▶ [ACTIVITY 1]: Summarize the text on generational differences among veterinarians in two sentences.
▶ [ACTIVITY 2]: Continue the text on generational differences in veterinary practice from its last sentence.

▶ [SELECTED TEXT]:

Many senior veterinarians learned their craft through observation and trial by fire: “Watch one, do one, teach one.” Newer generations expect structured on-boarding, explicit expectations, and active mentorship. This creates frustration on both sides.
Senior veterinarians may feel younger colleagues should “figure it out” as they did. Younger vets may feel abandoned or set up to fail when asked to “sink or swim”.
Younger veterinarians often embrace new technology, protocols, and workflows enthusiastically. Older colleagues may resist changes to systems that have “worked fine for 20 years”.
This isn’t stubbornness versus innovation, it’s different relationships with change shaped by career stage and experience.
Perhaps no issue creates more intergenerational tension than boundaries. When a Gen Z veterinarian declines to check emails outside work hours, older colleagues may view this as lacking dedication. The Gen Z veterinarian may view constant availability as a path to burnout they’ve watched others travel.
Studies across health care and organisational psychology consistently demonstrate that generational conflict intensifies during periods of rapid systemic change – precisely where veterinary medicine finds itself now.
Research published in Frontiers in Veterinary Science (Steffey et al, 2023) and the Journal of the American Veterinary Medical Association (McKay and Vaisman, 2023) reveals that:
Crucially, intergenerational teams actually perform better when differences are explicitly acknowledged rather than ignored (Wang and Duan, 2025).

Most generational friction comes from unspoken expectations. Practices that explicitly discuss communication preferences, feedback styles, and boundary expectations see fewer conflicts. (Freeman et al, 2009).
At team meetings, try openly discussing how different team members prefer to receive feedback, communicate urgent issues, and handle scheduling requests. Document agreements so everyone is working from the same playbook.

(Point-per-instance localization data)
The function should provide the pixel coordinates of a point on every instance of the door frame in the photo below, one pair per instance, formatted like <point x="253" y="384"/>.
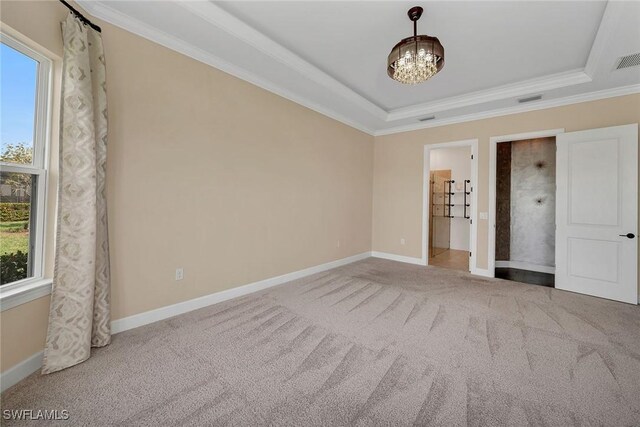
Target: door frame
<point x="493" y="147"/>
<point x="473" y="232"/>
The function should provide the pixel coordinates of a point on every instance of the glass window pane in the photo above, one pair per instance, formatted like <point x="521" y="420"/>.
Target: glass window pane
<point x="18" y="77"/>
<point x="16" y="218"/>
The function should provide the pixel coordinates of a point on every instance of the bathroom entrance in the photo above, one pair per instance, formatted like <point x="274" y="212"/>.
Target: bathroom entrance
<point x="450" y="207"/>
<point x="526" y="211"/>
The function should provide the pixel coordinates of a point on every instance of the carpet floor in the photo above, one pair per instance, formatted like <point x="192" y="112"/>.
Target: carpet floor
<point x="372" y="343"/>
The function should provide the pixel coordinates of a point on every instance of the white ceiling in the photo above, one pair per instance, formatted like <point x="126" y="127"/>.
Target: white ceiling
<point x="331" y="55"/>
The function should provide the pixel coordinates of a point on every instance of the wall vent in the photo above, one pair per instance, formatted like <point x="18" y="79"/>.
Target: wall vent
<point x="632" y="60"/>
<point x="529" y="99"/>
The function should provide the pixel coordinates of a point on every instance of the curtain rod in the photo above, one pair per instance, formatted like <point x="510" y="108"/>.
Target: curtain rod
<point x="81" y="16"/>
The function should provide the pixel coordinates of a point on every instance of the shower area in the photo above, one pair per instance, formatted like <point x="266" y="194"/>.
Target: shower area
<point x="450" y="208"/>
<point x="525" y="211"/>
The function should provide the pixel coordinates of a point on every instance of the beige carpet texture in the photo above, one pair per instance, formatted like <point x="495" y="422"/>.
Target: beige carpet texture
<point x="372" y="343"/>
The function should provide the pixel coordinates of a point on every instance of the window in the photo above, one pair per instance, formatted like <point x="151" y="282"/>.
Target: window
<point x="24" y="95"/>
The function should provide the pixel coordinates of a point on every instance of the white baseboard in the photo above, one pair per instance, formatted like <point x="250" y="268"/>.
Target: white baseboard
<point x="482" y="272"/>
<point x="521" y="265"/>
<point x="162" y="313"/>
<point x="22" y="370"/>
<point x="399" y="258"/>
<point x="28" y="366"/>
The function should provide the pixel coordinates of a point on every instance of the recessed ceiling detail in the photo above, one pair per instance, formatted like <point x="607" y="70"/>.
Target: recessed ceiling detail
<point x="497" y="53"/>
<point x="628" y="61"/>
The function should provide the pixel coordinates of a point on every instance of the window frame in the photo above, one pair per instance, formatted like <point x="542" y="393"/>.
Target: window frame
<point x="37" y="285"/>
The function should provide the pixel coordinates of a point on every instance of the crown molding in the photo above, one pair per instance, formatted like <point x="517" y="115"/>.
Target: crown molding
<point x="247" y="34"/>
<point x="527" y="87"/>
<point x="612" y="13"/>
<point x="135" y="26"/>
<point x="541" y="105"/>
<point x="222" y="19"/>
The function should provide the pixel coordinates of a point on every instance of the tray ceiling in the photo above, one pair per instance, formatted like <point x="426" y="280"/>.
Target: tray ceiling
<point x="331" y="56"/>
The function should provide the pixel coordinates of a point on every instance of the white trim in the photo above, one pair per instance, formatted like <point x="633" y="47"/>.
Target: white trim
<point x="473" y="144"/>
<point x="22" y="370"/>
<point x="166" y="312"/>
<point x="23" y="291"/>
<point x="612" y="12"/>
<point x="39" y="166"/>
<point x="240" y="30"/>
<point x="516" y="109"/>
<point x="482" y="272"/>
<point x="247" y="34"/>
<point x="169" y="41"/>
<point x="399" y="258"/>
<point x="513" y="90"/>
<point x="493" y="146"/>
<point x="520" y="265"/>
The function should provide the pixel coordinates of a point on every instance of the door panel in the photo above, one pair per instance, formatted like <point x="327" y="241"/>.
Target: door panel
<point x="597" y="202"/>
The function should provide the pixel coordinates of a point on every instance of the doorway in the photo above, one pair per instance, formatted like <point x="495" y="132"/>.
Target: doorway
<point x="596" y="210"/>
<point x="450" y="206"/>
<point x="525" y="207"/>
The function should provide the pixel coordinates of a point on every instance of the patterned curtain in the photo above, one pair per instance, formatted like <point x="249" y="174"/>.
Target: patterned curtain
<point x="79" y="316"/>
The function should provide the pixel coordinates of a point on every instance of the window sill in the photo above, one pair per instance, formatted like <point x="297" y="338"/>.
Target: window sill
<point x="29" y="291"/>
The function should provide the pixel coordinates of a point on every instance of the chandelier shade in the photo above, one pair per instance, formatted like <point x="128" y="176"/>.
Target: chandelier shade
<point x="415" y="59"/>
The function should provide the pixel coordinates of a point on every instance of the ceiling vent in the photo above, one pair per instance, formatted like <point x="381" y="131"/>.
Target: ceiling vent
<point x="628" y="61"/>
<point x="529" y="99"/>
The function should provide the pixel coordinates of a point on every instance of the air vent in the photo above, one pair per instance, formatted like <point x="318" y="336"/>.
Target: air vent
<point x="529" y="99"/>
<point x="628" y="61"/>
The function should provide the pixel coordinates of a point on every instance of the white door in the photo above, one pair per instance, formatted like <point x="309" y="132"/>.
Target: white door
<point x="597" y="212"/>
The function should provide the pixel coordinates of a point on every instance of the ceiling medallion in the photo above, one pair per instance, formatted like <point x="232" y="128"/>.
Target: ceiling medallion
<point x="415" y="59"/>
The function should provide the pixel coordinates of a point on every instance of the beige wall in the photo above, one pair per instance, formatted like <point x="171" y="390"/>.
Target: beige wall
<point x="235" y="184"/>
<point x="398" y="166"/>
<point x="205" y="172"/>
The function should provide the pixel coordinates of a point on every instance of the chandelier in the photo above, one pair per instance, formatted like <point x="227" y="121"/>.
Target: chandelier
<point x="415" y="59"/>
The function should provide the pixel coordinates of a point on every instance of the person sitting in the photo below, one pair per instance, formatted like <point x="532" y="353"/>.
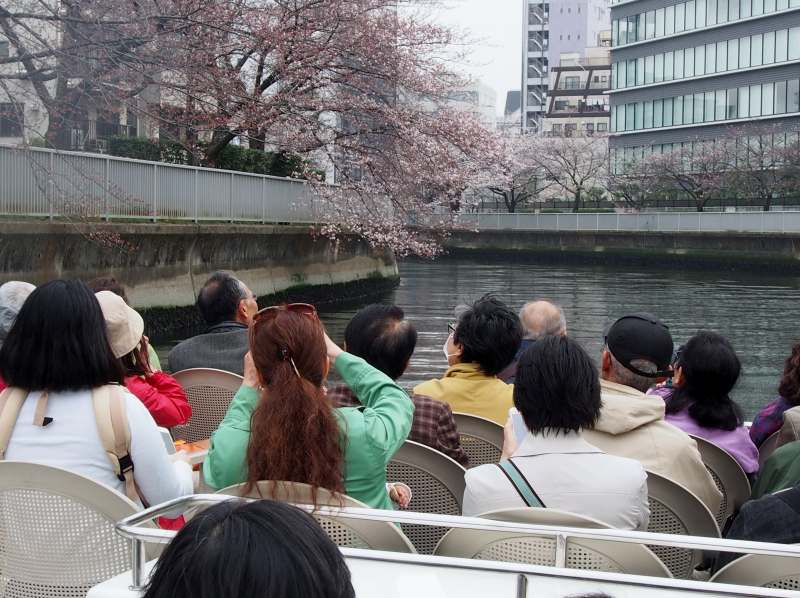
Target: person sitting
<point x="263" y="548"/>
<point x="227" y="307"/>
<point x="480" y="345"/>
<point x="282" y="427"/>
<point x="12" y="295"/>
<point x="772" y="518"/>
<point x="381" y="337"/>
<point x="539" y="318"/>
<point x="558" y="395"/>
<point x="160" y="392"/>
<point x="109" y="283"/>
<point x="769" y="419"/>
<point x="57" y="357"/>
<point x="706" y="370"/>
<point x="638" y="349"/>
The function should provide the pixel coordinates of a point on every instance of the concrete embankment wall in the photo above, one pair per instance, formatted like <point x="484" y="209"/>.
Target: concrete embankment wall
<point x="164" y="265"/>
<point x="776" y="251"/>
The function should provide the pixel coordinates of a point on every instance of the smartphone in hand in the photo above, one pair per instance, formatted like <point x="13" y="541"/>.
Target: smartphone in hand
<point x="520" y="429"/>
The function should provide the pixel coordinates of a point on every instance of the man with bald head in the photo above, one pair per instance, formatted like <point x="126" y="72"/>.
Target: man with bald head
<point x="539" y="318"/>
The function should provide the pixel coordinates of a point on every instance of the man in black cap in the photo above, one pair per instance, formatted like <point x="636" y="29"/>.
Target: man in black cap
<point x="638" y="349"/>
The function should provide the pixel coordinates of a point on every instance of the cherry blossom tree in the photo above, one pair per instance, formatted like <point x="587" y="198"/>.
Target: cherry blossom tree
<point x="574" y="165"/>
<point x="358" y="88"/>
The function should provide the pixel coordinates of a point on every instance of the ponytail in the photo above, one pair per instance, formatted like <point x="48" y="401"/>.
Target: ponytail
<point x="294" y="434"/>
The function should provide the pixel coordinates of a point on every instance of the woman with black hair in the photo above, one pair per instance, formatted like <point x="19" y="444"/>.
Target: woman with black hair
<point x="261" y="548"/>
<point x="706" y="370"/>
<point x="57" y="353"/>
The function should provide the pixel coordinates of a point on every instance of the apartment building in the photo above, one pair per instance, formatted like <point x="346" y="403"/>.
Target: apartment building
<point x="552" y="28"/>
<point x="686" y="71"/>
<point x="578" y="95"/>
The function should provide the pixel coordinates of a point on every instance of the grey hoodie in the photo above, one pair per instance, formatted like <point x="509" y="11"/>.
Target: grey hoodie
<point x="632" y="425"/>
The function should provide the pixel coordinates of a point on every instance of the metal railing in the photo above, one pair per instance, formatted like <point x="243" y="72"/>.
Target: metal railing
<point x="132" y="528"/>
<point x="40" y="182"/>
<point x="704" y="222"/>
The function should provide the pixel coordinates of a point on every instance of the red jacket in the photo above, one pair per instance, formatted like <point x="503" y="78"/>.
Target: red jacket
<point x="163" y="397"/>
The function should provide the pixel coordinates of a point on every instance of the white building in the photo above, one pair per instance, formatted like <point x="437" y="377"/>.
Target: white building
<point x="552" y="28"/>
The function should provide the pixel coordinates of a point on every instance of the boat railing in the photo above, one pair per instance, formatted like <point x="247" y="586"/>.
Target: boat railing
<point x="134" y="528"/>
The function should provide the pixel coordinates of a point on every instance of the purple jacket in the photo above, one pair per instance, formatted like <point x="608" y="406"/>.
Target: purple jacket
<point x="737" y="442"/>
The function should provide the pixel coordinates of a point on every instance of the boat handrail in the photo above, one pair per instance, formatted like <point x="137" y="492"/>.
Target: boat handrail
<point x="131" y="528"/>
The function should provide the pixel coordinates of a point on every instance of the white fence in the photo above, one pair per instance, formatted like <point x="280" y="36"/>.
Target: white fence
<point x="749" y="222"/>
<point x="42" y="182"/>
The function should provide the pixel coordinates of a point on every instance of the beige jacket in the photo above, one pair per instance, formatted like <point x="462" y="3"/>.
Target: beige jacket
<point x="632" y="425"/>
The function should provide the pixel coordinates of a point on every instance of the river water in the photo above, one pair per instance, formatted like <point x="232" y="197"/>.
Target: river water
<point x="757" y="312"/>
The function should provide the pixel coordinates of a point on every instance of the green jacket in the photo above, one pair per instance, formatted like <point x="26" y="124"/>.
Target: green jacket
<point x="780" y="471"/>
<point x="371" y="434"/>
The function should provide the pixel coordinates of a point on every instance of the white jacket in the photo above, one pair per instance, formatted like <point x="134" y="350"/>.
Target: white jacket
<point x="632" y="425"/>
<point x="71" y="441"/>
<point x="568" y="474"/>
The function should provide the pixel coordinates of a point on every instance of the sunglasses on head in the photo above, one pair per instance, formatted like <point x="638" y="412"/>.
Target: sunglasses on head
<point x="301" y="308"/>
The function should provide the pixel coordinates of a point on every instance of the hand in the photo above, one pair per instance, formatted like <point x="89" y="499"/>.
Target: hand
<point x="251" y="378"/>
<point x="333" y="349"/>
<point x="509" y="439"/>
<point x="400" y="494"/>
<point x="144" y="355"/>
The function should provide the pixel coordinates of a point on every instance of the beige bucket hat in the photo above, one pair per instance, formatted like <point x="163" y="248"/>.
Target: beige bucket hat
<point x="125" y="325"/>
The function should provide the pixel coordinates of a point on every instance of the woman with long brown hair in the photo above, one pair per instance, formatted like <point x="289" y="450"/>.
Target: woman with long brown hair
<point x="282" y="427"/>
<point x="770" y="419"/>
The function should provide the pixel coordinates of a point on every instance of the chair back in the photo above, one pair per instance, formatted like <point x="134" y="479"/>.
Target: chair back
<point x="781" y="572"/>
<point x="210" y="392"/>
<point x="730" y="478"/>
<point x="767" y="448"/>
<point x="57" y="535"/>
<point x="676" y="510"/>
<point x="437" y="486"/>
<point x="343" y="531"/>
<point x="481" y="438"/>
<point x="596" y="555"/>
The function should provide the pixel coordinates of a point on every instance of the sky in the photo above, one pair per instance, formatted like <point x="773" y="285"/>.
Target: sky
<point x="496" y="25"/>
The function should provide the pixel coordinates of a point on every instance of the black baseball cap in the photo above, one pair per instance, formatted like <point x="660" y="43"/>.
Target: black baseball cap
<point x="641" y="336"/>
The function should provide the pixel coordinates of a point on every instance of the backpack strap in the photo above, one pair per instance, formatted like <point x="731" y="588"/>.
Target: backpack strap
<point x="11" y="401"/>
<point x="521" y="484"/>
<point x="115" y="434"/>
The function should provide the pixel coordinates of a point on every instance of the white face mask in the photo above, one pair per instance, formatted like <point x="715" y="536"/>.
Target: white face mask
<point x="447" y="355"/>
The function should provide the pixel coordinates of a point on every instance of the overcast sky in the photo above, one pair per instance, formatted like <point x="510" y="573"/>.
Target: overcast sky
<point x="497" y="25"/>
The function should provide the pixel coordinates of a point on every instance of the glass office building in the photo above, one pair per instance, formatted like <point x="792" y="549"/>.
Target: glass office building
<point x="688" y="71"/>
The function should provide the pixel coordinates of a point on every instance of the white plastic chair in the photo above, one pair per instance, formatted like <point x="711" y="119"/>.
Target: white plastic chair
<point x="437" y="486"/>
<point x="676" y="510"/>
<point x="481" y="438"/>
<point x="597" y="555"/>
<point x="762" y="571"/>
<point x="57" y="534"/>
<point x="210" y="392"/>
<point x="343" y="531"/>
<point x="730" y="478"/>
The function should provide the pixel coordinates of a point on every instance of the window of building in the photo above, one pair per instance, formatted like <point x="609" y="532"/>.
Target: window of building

▶ [TASK ANSWER 1]: Senior and younger veterinarians often clash over how new colleagues are trained, how readily to adopt new technology and workflows, and whether to stay available outside work hours, and their differing attitudes to change reflect career stage and experience rather than stubbornness versus innovation. Intergenerational teams perform better when these differences are explicitly acknowledged, so practices can openly discuss feedback, urgent communication, and scheduling preferences at team meetings and document the agreements.

▶ [TASK ANSWER 2]:
Instead of asking: “Why don’t they work like we did?”, ask: “What conditions help each colleague do their best work?”. Curiosity lowers defensiveness and opens genuine dialogue.
Rather than expecting informal mentorship to happen naturally, build deliberate opportunities for experienced veterinarians to share clinical wisdom with newer colleagues and for newer veterinarians to share technological skills and fresh perspectives with senior colleagues.
Both directions of learning matter.
Practices thrive when expectations around scheduling, communication and boundaries are explicit and collectively agreed on, rather than inherited by default. Research on team performance shows co-created norms increase buy-in (Edmondson, 2019).
Experienced veterinarians bring clinical wisdom, pattern recognition and perspective that cannot be rushed or replaced.
Younger veterinarians bring adaptability, technological fluency and cultural awareness that the profession needs to meet evolving expectations.
The future of veterinary medicine depends on integration, not replacement.
Retention improves when veterinary professionals feel heard, supported and aligned with their workplace values, regardless of their generation (Charles and Farnsworth, 2021; Ryan et al, 2022).
If the profession continues framing generational differences as personal failings, burnout and attrition will accelerate. If it treats them as signals indicating where evolution is needed, veterinary medicine can stabilise and grow.
The goal is not to return to the past or abandon its lessons, but to build something better together.
Every generation in veterinary medicine wants the same thing at its core: to be the best veterinarian they can be by providing excellent care, feel respected, and return home with sufficient energy to live their lives.
Finding the middle ground isn’t about lowering standards; it’s about taking the great parts from each and evolving them, together.
When we do this, veterinary medicine becomes not merely survivable, but sustainable.